The output must be the data, printed exactly as written.

(Entries taken from a collection)
- Opening Delimiter -
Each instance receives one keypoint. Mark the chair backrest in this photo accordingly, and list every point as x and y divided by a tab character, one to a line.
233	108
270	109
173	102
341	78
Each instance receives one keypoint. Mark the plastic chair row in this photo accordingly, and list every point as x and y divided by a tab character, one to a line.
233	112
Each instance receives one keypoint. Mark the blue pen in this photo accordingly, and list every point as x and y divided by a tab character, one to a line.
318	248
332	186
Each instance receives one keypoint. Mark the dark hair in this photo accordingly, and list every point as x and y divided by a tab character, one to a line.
- Closing Delimiter -
**ANSWER TO THE EXERCISE:**
Each instance receives one keypoint. Mark the chair backrest in this photo accordingly, and list every point as x and y divided by a tab character, one to a line.
233	108
270	109
173	102
341	78
Each instance receives one keypoint. Mark the plastic chair row in this photo accordingly, and list every point as x and y divided by a tab character, one to a line.
233	112
Each instance receives one keypoint. Mark the blue pen in this photo accordingly, and list every point as x and y divided by a tab character, one to a line.
318	248
332	186
Each instance receives one keypoint. Mark the dark hair in this photo accordingly, and list every point as x and y divided by a tab character, one to a line.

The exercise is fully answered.